=== Short exercise ===
Write out every line of the material exactly as it appears.

Part of a data file
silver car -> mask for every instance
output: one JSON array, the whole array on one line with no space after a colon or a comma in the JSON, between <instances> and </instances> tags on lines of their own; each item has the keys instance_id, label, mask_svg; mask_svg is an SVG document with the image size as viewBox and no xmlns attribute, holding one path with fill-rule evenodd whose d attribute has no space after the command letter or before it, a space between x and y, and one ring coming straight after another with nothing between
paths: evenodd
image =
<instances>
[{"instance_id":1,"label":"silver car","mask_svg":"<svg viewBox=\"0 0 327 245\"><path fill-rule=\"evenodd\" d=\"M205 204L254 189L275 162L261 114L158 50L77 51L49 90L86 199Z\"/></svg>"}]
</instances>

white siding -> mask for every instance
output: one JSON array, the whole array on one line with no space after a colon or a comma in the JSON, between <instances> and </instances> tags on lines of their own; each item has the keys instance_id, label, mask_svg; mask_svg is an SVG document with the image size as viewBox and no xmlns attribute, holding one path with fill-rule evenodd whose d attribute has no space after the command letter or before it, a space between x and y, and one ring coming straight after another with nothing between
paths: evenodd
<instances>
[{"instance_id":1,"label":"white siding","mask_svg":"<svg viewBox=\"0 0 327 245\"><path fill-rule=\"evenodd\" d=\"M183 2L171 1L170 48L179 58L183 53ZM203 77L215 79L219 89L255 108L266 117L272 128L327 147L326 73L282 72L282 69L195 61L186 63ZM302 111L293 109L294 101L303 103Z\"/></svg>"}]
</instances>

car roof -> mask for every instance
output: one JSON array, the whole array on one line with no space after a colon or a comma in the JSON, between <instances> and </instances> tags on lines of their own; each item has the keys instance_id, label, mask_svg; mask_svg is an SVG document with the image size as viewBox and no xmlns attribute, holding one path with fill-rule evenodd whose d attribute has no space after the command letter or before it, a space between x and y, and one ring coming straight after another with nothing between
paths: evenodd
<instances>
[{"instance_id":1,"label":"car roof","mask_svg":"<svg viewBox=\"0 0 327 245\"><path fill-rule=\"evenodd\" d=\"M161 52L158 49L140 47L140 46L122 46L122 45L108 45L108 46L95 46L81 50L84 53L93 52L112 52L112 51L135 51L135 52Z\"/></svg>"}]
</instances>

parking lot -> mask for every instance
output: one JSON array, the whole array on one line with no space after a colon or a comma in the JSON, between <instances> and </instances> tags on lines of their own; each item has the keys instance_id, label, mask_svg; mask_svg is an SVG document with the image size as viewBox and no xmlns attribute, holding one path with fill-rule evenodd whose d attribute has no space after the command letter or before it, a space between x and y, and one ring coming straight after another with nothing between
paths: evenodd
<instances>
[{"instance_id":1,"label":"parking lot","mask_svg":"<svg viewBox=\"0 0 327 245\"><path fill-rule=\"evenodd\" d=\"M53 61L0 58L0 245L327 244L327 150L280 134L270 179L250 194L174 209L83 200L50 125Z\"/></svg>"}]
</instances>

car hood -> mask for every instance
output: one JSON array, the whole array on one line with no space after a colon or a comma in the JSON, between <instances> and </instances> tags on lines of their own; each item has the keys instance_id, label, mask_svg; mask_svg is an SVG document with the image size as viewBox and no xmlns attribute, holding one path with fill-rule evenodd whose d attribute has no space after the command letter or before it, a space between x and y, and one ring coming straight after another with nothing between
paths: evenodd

=== Expected output ===
silver car -> mask for every instance
output: one JSON array, the whole array on one line with no space after a colon or a comma in the JSON, between <instances> and </instances> tags on lines of their own; each item has the keys instance_id, label, mask_svg; mask_svg is an SVG document with the image size as viewBox and no xmlns attribute, holding one path with fill-rule evenodd whose d attribute has no space after the command letter or before it, a space between x and y, and one ring coming straight after another with nothing between
paths: evenodd
image =
<instances>
[{"instance_id":1,"label":"silver car","mask_svg":"<svg viewBox=\"0 0 327 245\"><path fill-rule=\"evenodd\" d=\"M205 204L254 189L275 162L261 114L158 50L77 51L49 90L86 199Z\"/></svg>"}]
</instances>

white siding -> mask for every instance
output: one JSON array, the whole array on one line with no space after a colon or a comma in the JSON, between <instances> and </instances> tags on lines of their own; each item has the keys instance_id, label, mask_svg; mask_svg is an SVG document with the image size as viewBox and no xmlns attribute, holding one path with fill-rule evenodd whose d attribute has no space after the command letter or before it, a space between x and y, and one ring coming straight after another with nothing between
paths: evenodd
<instances>
[{"instance_id":1,"label":"white siding","mask_svg":"<svg viewBox=\"0 0 327 245\"><path fill-rule=\"evenodd\" d=\"M183 2L171 1L170 48L179 58L183 53ZM203 77L215 79L219 89L255 108L266 117L272 128L327 147L326 73L282 72L282 69L195 61L186 63ZM302 111L293 109L294 101L303 103Z\"/></svg>"}]
</instances>

car roof -> mask for every instance
output: one JSON array, the whole array on one line with no space after a colon or a comma in the JSON, between <instances> and </instances> tags on lines of their own; each item has the keys instance_id, label, mask_svg; mask_svg is an SVG document with the image size as viewBox and no xmlns attribute, holding one path with fill-rule evenodd whose d attribute has no space after the command letter or before it, a space between x and y, and one ring coming straight after another with nothing between
paths: evenodd
<instances>
[{"instance_id":1,"label":"car roof","mask_svg":"<svg viewBox=\"0 0 327 245\"><path fill-rule=\"evenodd\" d=\"M161 52L158 49L140 47L140 46L122 46L122 45L108 45L108 46L95 46L81 50L84 53L93 52L112 52L112 51L135 51L135 52Z\"/></svg>"}]
</instances>

parking lot -> mask for every instance
output: one JSON array, the whole array on one line with no space after a colon or a comma in the JSON, between <instances> and </instances> tags on lines of their own; each item has the keys instance_id, label, mask_svg; mask_svg is an SVG document with the image size as viewBox and no xmlns attribute, holding one path with fill-rule evenodd whose d attribute has no space after the command letter or before it, a space between x and y, and one ring coming straight after another with nothing between
paths: evenodd
<instances>
[{"instance_id":1,"label":"parking lot","mask_svg":"<svg viewBox=\"0 0 327 245\"><path fill-rule=\"evenodd\" d=\"M53 61L0 58L0 245L327 244L327 150L280 134L270 179L250 194L174 209L83 200L50 125Z\"/></svg>"}]
</instances>

car hood -> mask for every instance
output: one JSON array, the whole array on one line with no space after a colon or a comma in the JSON, between <instances> and </instances> tags on lines of their own; each item has the keys instance_id, label, mask_svg; mask_svg is an SVG document with the image size as viewBox and no xmlns attribute, holding one path with fill-rule evenodd whose d attribute has no space after the command letter or before it, a space between x and y, and one ring coming straight after another with nothing between
paths: evenodd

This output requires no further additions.